■ **EXERCISE**:
Can you extract every line of the entries below that contains the string "table", treating uppercase and lowercase letters as distinct?

## start MATERIAL FOR THIS TASK

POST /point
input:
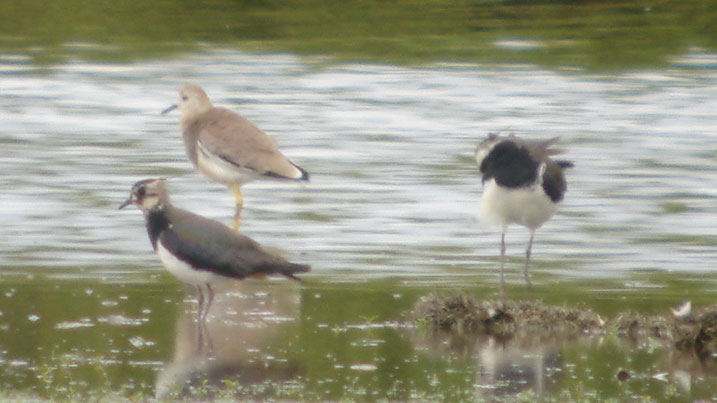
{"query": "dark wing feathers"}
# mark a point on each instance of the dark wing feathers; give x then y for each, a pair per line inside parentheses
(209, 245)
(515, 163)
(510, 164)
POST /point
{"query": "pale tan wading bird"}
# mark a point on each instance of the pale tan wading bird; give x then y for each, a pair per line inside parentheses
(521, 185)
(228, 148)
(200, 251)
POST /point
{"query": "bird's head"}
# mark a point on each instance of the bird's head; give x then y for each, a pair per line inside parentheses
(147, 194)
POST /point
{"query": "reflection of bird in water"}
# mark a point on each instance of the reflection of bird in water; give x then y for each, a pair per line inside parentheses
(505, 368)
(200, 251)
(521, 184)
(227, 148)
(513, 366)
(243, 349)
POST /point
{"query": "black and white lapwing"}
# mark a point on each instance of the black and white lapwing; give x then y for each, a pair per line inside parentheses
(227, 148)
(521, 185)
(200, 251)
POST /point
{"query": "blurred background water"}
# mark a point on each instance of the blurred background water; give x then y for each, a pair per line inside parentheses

## end MATERIAL FOR THIS TASK
## start MATERIAL FOR THIS TASK

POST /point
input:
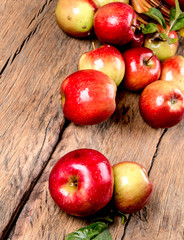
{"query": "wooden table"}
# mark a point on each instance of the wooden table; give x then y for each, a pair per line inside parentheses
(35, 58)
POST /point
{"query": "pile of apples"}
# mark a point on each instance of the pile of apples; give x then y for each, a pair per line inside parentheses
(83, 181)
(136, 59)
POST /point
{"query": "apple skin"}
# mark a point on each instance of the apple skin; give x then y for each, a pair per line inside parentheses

## end MATERIAL FOR THIS TASK

■ **WORKED ANSWER**:
{"query": "wooden table"}
# mark a point on each instance of the wooden table; give x then y for each, a pair per line inside parentheses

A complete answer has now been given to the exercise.